TASK BRIEF —
Every entry in the listing is to be reproduced exactly.

PROVIDED MATERIAL —
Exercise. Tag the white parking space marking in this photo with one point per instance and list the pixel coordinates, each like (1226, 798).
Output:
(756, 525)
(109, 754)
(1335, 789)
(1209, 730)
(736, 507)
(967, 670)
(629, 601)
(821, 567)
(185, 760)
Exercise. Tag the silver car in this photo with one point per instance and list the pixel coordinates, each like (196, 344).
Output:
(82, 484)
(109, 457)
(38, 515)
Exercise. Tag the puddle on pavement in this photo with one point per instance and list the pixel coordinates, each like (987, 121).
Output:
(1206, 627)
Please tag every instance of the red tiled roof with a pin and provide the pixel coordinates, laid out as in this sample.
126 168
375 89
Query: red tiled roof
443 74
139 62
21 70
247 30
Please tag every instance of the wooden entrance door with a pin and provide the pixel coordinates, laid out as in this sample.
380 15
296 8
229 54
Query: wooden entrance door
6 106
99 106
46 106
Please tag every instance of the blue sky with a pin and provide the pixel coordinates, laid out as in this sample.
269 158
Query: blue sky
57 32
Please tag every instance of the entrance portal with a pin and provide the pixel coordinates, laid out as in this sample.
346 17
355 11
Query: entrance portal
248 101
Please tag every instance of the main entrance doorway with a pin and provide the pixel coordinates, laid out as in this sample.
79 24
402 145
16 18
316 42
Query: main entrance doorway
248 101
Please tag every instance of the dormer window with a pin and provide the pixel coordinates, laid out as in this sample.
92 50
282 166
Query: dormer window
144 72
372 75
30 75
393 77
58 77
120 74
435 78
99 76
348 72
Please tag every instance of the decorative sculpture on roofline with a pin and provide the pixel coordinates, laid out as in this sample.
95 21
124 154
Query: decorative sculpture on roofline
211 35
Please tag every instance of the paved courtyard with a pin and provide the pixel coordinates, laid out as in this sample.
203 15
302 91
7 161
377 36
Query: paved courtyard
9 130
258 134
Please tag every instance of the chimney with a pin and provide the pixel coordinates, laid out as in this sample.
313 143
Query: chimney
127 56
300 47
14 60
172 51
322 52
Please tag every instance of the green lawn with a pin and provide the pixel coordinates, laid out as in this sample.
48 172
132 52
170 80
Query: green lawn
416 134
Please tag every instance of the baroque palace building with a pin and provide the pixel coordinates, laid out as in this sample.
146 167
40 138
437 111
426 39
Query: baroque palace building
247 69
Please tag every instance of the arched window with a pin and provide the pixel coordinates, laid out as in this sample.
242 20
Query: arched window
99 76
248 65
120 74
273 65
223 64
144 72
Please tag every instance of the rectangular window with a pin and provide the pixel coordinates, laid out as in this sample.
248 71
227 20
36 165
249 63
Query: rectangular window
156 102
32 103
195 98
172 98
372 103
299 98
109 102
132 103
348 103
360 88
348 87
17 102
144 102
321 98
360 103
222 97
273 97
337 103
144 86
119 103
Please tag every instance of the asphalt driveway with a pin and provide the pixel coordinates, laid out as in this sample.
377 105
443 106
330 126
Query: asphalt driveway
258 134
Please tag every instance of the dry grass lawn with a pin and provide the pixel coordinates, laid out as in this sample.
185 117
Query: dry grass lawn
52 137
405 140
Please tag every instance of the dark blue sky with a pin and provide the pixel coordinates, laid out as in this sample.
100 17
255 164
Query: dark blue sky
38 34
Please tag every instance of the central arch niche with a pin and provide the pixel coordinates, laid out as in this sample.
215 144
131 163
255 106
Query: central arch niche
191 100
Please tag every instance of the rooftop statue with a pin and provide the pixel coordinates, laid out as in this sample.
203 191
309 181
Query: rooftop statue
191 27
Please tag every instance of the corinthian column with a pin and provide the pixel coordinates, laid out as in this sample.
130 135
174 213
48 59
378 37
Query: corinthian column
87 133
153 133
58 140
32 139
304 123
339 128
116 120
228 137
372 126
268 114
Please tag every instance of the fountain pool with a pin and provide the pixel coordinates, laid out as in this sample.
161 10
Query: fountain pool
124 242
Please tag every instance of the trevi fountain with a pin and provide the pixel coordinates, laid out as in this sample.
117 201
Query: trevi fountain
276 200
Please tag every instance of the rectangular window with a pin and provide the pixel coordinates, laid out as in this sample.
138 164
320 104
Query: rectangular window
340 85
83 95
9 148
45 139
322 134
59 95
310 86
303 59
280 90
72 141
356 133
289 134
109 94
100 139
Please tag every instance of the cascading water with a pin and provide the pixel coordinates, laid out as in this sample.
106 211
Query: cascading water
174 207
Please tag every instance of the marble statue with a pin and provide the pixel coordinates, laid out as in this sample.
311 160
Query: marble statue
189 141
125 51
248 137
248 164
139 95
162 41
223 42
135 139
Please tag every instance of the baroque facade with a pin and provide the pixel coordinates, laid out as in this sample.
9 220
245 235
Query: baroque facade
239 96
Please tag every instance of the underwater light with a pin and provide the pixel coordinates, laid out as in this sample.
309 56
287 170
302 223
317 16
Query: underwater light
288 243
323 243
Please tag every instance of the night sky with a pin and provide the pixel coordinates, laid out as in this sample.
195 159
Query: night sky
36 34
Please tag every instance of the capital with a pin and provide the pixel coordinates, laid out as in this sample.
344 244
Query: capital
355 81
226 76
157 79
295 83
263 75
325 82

TASK RESPONSE —
Exercise. Tag the white parking space marking in this photo with one point per instance and list the pixel coordinates, each like (1226, 798).
Output:
(756, 525)
(109, 754)
(1335, 789)
(1209, 730)
(736, 507)
(967, 670)
(629, 601)
(821, 567)
(185, 760)
Exercise. Tag the silver car in this photo with one point per instance and list the pixel coordinates, each like (196, 344).
Output:
(82, 484)
(109, 457)
(38, 515)
Exercise. Tag the puddle on pavement in this photo with one point per instance and list the pixel coordinates, each like (987, 121).
Output:
(1206, 627)
Please tag every instance of the red tiled roof with a pin and provide the pixel coordinates, laid out as in this sample.
126 168
375 89
Query: red tiled roof
443 74
139 62
21 70
247 30
Please tag every instance of the wooden entrance door with a pin and provide the pixel coordinates, laid out as in this sample.
380 15
296 8
229 54
Query: wooden entrance door
6 106
99 106
46 106
Please tag every instance of the blue sky with a pin and provide the pixel coordinates, laid out as in this sample.
269 158
Query: blue sky
57 32
Please tag every instance of the entrance portal with a pin and provide the pixel coordinates, laid out as in this sample.
346 17
355 11
Query: entrance portal
248 101
Please tag every instance of the main entrance doorway with a pin and provide the pixel coordinates, laid out as in this sample.
79 24
402 145
16 18
316 42
Query: main entrance doorway
248 101
Please tag every instance of the dormer window with a pin and provide the pixel coordinates, laid out as in this sample.
92 50
282 166
Query: dormer window
144 72
372 75
30 75
393 77
58 77
120 74
435 78
99 76
348 72
Please tag every instance of the decorative sculpture on roofline with a pin and provide the pixel coordinates, laid out as in this sample.
95 21
124 154
Query: decorative sculpture on roofline
211 35
Please tag every instance of the paved courtyard with a pin and provide the pixel coordinates, laid out as in this sample.
203 15
302 91
7 161
377 36
Query: paved courtyard
9 130
258 134
Please tag every instance of the chimney with a pin and provide the pixel coordinates, laid out as in this sample.
313 143
Query: chimney
127 56
300 47
14 60
172 51
322 52
Please tag every instance of the green lawn with a pin and provide the pixel coordinates, laid out as in this sample.
48 172
132 52
170 80
Query: green lawn
416 134
Please tag every instance of the baroque palace building with a pin and provide the pixel coordinates, laid out as in this sample.
146 167
40 138
437 111
426 39
Query: baroque palace building
247 69
Please tag every instance of the arched window with a pin and provide the pixel coordinates, laid out as in this sample.
242 20
Query: arched window
99 76
248 65
120 74
273 65
223 64
144 72
Please tag every instance of the rectangular window with a pin and provide the pixel coordinates, laid out as in this sample.
248 71
227 20
36 165
249 63
Query: rectangular window
156 102
32 103
195 98
172 98
372 103
299 98
109 102
132 103
348 103
360 88
348 87
17 102
144 102
321 98
360 103
222 97
273 97
337 103
144 86
119 103
Please tag every instance of the asphalt driveway with a pin and provide the pixel coordinates, laid out as in this sample.
377 105
443 106
330 126
Query: asphalt driveway
258 134
Please tag every instance of the dry grass lawn with a pin and provide the pixel coordinates, laid out as in this sample.
185 117
Query: dry grass lawn
52 137
405 140
Please tag every instance of the dark blue sky with a pin and provide the pixel coordinates, laid out as in this sample.
100 17
255 164
Query: dark blue sky
38 34
Please tag every instance of the central arch niche with a pin and provide the pixel coordinates, laid out as in this sample.
215 144
131 163
255 106
Query: central arch niche
191 100
Please tag every instance of the rooftop statue with a pin and provide the pixel coordinates, laid out as in this sample.
203 191
309 181
Query: rooftop statue
191 27
Please tag every instance of the corinthian column with a pin and provide the pixel coordinates, laid out as in this sample.
130 135
174 213
48 59
378 37
Query: corinthian column
87 133
153 133
58 140
32 139
304 123
339 128
116 120
228 137
372 126
268 114
Please tag every instance of the fountain pool with a pin and provide the pixel coordinates, laid out as in this sample.
161 10
Query: fountain pool
124 242
Please tag every instance of the trevi fountain with a pin and provide the pixel coordinates, laid out as in this sample.
117 201
Query: trevi fountain
276 200
Please tag every instance of the rectangular window with a pin and provide the pixel coordinates, laid out as in this sample.
138 164
320 104
Query: rectangular window
340 85
83 95
9 148
45 139
322 134
59 95
310 86
303 59
280 90
72 141
356 133
289 134
109 94
100 139
Please tag every instance of the cascading water with a pin and provide the pixel coordinates, laid out as in this sample.
106 211
Query: cascading water
174 207
Please tag every instance of the marble statue with a pin and provide the pixel coordinates, laid out as in this sample.
311 160
Query: marble statue
189 141
125 51
248 137
248 164
139 95
162 41
223 42
135 139
Please tag every instance of the baroque facade with a pin and provide the pixel coordinates, laid out as in this sample.
9 220
245 235
Query: baroque facade
239 96
Please tag every instance of the underwater light with a pin and provide the pixel coordinates, laid out as in this sample.
309 56
287 170
302 223
317 16
Query: underwater light
288 243
323 243
Please tag every instance of the night sky with a pin and provide the pixel coordinates, laid out as in this sample.
195 159
Query: night sky
36 34
Please tag every instance of the capital with a pin and provide the pixel coordinates, laid out as in this sample.
344 244
Query: capital
355 81
226 76
157 79
295 83
263 75
325 82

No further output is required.